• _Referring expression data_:

........

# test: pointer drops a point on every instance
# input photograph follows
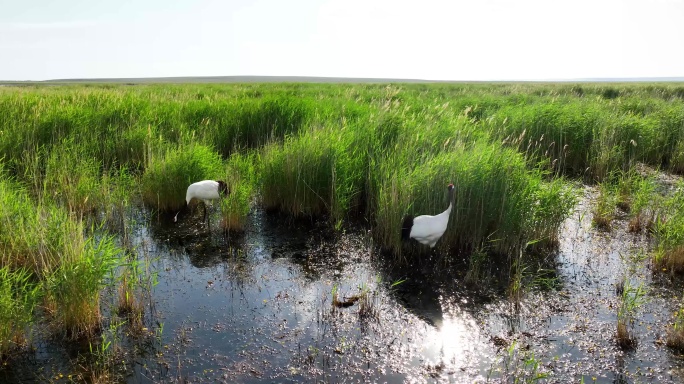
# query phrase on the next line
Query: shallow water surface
(259, 308)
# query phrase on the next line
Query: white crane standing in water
(205, 190)
(427, 229)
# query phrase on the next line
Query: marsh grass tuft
(242, 177)
(675, 333)
(630, 301)
(73, 289)
(18, 297)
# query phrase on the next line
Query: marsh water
(259, 308)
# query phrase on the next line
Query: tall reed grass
(169, 173)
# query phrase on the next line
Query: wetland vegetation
(549, 178)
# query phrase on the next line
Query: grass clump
(73, 294)
(168, 174)
(72, 177)
(675, 333)
(18, 297)
(37, 237)
(499, 204)
(316, 173)
(668, 230)
(631, 299)
(242, 179)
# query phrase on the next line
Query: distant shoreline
(313, 79)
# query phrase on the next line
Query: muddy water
(258, 308)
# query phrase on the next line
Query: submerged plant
(518, 365)
(630, 301)
(675, 333)
(242, 178)
(73, 289)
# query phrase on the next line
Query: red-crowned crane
(205, 190)
(427, 229)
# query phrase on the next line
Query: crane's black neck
(406, 227)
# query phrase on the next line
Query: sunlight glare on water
(455, 340)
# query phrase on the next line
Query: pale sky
(421, 39)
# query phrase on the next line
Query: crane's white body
(428, 229)
(205, 190)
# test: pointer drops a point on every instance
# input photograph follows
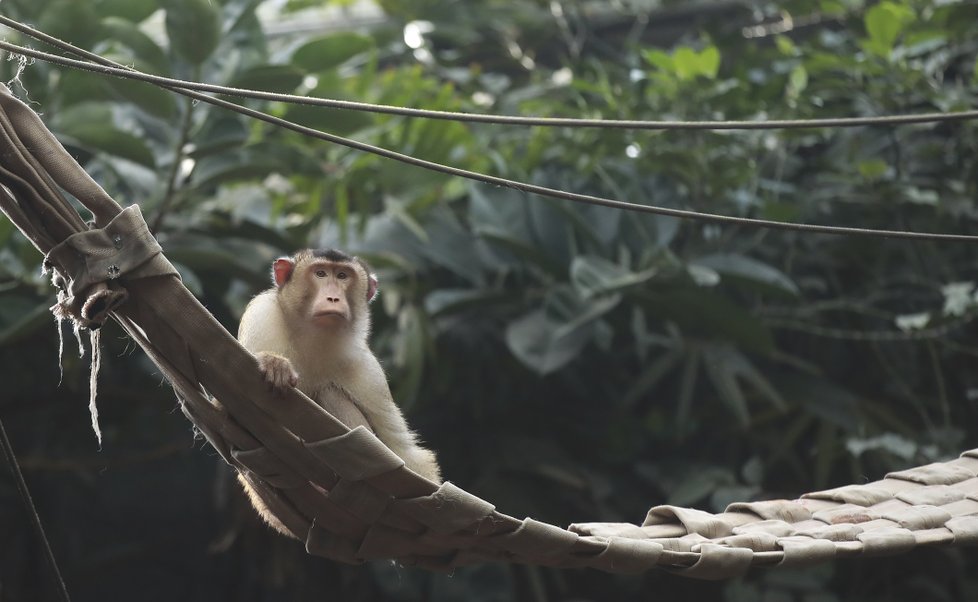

........

Return every entry word for word, leaving the pictures out.

• _Your response_:
# test: pointer drops a point on every instance
# input photograph follows
# query phrase on the next line
Query: shallow water surface
(259, 308)
# query phrase on the next line
Query: white crane standing in water
(205, 190)
(427, 229)
# query phrase on the next line
Query: marsh grass tuft
(242, 177)
(675, 333)
(630, 301)
(73, 289)
(18, 297)
# query phrase on the next line
Query: marsh water
(259, 308)
# query phrase on the next line
Query: tall reed grass
(169, 173)
# query phrase on the next line
Query: wetland vegetation
(549, 178)
# query phrase on the next line
Query: grass clump
(73, 294)
(168, 174)
(72, 177)
(675, 333)
(18, 297)
(37, 237)
(499, 204)
(316, 173)
(668, 230)
(631, 299)
(242, 179)
# query phrase on the next line
Query: distant shoreline
(313, 79)
# query phrase on the next line
Query: muddy water
(258, 308)
# query phrase on the next line
Query: submerged plant
(518, 365)
(630, 301)
(675, 333)
(242, 178)
(73, 289)
# query phrase on the next line
Query: red-crowned crane
(205, 190)
(427, 229)
# query phrase on the next line
Query: crane's black neck
(406, 227)
# query phrase on the next line
Query: sunlight glare on water
(455, 340)
# query phrase on the next line
Query: pale sky
(421, 39)
# query phrase on the next line
Query: crane's white body
(428, 229)
(205, 190)
# test: pointer drops a point on every instance
# input photograph follows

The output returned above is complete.